Only the lines from the beginning of the data below through the line that contains "149L347 160L346 190L355" should be repeated, exactly as written.
——————————
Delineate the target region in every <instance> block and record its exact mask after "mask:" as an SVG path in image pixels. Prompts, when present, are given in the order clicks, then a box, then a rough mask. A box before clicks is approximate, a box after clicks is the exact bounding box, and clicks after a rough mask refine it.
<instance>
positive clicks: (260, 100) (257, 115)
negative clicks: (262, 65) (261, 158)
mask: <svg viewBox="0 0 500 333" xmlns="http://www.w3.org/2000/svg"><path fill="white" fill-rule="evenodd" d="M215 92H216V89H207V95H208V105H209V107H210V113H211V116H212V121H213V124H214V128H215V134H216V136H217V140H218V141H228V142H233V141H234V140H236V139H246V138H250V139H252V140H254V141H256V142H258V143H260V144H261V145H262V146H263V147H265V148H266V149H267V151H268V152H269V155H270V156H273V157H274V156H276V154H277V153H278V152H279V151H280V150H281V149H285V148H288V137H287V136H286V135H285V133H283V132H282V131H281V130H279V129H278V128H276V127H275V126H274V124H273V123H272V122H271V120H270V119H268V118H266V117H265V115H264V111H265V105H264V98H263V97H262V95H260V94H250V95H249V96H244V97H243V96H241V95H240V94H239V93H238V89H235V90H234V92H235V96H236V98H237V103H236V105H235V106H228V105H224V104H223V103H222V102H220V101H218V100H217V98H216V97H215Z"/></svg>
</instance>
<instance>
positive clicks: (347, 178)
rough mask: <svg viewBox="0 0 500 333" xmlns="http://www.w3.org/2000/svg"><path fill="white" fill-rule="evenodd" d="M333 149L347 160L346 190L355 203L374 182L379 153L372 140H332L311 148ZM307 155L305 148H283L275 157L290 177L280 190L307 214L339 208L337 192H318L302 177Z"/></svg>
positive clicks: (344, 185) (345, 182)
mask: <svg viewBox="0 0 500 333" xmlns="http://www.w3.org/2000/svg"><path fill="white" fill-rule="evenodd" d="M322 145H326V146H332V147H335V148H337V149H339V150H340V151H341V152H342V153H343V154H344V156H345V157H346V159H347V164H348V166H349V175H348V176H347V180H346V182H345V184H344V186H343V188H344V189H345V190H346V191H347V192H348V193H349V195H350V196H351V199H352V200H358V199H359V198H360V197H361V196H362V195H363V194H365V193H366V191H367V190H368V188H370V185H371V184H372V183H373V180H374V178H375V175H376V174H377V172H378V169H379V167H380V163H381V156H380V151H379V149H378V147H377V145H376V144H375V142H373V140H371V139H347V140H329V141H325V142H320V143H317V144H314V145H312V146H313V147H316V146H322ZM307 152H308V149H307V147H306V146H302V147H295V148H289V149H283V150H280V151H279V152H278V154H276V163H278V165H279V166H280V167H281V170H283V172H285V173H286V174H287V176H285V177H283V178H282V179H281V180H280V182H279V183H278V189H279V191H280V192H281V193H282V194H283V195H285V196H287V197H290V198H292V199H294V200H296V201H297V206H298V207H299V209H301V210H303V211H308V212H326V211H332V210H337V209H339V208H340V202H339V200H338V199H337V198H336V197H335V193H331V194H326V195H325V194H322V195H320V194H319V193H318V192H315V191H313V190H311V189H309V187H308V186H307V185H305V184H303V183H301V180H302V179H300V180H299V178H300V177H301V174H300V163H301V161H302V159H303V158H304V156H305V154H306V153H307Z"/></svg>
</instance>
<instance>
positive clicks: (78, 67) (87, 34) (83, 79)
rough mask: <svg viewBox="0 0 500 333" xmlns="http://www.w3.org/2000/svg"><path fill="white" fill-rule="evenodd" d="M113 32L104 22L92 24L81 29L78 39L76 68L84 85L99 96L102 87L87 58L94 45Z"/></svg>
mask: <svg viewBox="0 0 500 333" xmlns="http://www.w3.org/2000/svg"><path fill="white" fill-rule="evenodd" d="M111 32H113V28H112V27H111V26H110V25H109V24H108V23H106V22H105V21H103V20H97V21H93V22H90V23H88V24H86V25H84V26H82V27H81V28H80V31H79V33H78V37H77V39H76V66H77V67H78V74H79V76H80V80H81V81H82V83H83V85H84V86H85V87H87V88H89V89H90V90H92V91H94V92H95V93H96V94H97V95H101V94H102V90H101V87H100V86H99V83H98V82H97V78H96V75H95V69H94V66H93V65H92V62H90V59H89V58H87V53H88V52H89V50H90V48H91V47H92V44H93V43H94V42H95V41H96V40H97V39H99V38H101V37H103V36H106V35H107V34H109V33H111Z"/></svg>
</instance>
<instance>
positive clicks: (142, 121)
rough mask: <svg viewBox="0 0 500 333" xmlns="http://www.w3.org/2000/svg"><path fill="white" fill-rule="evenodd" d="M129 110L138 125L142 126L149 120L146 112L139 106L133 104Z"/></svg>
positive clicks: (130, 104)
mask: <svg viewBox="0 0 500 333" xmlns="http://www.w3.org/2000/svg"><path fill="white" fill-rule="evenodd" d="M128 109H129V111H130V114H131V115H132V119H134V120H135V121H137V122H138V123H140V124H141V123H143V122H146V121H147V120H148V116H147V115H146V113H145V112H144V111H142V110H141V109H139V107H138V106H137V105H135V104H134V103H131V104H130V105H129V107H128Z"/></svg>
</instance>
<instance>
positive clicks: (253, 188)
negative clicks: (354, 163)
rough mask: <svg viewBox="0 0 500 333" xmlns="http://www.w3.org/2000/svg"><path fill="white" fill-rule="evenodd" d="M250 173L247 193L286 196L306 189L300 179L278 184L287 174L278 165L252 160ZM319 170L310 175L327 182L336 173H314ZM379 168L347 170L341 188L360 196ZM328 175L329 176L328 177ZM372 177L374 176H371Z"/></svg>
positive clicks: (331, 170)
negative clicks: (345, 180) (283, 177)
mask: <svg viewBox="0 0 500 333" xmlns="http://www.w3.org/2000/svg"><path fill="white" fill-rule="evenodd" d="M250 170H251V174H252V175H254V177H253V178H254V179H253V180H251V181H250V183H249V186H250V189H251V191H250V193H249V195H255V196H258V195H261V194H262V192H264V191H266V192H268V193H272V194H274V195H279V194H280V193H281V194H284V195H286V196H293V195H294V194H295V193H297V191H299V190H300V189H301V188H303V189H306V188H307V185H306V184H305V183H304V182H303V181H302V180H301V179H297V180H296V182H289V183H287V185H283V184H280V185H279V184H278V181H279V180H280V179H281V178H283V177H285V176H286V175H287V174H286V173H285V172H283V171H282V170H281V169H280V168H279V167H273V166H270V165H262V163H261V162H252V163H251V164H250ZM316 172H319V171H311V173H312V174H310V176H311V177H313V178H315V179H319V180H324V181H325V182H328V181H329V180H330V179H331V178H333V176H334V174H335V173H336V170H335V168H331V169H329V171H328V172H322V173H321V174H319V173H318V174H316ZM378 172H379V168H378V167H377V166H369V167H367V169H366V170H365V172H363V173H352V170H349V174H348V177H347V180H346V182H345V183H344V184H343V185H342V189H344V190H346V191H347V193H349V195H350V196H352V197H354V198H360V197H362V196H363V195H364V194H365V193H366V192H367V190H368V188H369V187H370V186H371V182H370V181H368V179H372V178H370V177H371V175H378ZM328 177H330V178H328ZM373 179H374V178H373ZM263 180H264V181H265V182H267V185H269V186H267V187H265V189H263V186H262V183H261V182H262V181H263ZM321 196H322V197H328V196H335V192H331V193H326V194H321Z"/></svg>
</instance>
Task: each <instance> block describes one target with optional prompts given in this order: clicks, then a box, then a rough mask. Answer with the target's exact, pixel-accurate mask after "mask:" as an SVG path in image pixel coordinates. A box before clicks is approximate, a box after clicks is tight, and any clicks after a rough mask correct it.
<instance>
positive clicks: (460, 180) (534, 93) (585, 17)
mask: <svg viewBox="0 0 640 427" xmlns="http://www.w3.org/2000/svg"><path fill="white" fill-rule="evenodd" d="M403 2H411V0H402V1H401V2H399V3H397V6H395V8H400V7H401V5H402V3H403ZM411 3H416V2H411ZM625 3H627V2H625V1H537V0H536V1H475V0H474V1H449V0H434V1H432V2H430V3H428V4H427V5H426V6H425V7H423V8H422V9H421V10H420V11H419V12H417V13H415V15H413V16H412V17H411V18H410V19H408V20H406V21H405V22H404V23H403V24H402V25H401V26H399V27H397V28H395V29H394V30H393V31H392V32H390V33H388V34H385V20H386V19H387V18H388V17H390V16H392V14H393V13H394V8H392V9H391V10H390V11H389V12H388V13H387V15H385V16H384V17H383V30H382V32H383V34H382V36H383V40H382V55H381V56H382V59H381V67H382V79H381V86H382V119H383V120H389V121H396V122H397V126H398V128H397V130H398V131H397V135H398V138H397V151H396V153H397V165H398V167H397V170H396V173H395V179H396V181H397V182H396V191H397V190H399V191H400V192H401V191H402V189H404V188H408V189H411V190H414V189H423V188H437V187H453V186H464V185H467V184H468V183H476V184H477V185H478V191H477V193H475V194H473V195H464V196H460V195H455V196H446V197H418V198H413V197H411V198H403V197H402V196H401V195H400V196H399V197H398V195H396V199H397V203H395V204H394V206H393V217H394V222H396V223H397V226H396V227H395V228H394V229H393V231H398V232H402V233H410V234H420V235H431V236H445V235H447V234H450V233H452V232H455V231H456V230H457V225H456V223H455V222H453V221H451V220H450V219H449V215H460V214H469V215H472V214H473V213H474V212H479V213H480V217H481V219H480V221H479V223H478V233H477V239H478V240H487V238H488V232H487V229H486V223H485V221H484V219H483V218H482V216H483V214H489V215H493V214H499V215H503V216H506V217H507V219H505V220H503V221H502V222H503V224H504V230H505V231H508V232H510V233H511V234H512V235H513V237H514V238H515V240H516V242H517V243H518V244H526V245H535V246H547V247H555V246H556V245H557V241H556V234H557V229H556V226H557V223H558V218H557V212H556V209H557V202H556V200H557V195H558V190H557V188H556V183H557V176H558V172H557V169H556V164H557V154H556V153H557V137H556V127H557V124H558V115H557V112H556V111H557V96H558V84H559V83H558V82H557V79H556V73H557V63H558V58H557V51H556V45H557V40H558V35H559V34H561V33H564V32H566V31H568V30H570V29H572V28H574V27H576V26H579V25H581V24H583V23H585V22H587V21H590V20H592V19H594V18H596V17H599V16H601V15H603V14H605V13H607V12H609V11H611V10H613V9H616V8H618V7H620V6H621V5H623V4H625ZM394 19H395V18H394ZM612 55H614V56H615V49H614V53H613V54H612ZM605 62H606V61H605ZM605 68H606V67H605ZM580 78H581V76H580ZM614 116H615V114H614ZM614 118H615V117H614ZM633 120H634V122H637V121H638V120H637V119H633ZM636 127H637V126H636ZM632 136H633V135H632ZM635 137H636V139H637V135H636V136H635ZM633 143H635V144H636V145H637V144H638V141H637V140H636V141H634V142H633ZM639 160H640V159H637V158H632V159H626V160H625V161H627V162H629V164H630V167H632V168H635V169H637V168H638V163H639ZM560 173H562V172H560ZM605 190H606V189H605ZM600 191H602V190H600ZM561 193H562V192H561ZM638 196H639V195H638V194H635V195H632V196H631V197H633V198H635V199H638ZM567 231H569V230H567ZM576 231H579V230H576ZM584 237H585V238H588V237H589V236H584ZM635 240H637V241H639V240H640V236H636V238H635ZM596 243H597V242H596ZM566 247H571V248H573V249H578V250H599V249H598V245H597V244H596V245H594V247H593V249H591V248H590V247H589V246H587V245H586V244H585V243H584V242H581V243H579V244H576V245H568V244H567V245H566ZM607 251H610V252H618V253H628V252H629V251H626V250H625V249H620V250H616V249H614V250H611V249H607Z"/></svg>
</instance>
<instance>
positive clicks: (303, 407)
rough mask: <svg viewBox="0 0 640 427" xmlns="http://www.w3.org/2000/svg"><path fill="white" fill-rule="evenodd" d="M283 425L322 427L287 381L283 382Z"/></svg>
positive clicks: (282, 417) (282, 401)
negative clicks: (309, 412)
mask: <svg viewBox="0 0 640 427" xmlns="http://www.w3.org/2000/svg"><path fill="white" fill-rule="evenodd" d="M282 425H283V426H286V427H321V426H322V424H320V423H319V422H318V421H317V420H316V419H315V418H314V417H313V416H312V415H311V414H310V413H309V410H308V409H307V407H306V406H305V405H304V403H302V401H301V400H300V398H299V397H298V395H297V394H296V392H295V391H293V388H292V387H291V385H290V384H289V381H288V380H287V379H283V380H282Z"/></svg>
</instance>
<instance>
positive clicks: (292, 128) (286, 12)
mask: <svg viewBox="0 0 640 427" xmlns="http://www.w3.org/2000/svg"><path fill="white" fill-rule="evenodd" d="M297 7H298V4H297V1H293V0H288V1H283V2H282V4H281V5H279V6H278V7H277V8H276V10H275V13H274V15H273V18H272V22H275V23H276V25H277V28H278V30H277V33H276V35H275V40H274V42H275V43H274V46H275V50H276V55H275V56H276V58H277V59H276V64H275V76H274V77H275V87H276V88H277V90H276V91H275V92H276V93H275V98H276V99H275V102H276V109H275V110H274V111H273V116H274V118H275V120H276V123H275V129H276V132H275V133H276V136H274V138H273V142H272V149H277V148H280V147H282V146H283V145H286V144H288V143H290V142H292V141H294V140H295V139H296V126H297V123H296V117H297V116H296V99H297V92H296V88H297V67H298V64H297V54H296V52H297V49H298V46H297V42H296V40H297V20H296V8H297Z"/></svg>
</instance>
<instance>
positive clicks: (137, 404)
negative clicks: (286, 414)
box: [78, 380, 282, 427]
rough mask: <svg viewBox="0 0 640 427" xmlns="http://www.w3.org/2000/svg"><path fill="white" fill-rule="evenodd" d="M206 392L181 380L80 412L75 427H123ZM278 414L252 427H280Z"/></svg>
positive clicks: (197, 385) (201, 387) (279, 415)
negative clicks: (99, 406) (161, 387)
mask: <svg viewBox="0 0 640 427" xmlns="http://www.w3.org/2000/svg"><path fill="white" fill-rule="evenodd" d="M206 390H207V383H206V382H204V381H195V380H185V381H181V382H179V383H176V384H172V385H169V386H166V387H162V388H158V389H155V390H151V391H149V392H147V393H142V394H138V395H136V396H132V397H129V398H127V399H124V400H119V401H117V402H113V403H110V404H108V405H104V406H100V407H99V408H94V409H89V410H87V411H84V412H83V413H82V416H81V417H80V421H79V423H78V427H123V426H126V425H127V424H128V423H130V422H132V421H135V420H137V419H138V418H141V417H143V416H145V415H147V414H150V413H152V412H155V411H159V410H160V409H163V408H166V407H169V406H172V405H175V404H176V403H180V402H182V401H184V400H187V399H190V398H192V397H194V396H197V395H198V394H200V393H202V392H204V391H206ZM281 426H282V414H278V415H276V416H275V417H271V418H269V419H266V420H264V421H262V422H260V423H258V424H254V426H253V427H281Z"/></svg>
——————————
- **RESULT BELOW**:
Delineate the target region in every <instance> block and record its exact mask after "mask:" as an SVG path in image pixels. Prompts, when present, are given in the order clicks, then a box, then a rough mask. A box before clicks is approximate, a box after clicks is the exact bounding box, and clicks after a rough mask refine it.
<instance>
positive clicks: (260, 100) (257, 115)
negative clicks: (262, 65) (261, 158)
mask: <svg viewBox="0 0 500 333" xmlns="http://www.w3.org/2000/svg"><path fill="white" fill-rule="evenodd" d="M215 92H216V89H207V95H208V105H209V107H210V113H211V116H212V121H213V124H214V128H215V134H216V136H217V140H218V141H228V142H233V141H234V140H236V139H246V138H250V139H252V140H254V141H256V142H258V143H260V144H261V145H262V146H263V147H265V148H266V149H267V151H268V152H269V155H270V156H273V157H274V156H276V154H277V153H278V152H279V151H280V150H281V149H285V148H288V137H287V136H286V135H285V133H283V132H282V131H281V130H279V129H278V128H276V127H275V126H274V124H273V123H272V122H271V120H270V119H268V118H266V117H265V115H264V111H265V105H264V98H263V97H262V95H260V94H250V95H249V96H244V97H243V96H241V95H240V94H239V93H238V89H235V90H234V92H235V96H236V98H237V103H236V105H235V106H228V105H224V104H223V103H222V102H220V101H218V100H217V98H216V97H215Z"/></svg>
</instance>
<instance>
positive clicks: (347, 178)
rough mask: <svg viewBox="0 0 500 333" xmlns="http://www.w3.org/2000/svg"><path fill="white" fill-rule="evenodd" d="M333 149L347 160L346 190L355 203L374 182L379 153L372 140H332L311 148ZM307 155L305 148H283L275 157L290 177L280 190L307 214L339 208L337 192H318L302 177Z"/></svg>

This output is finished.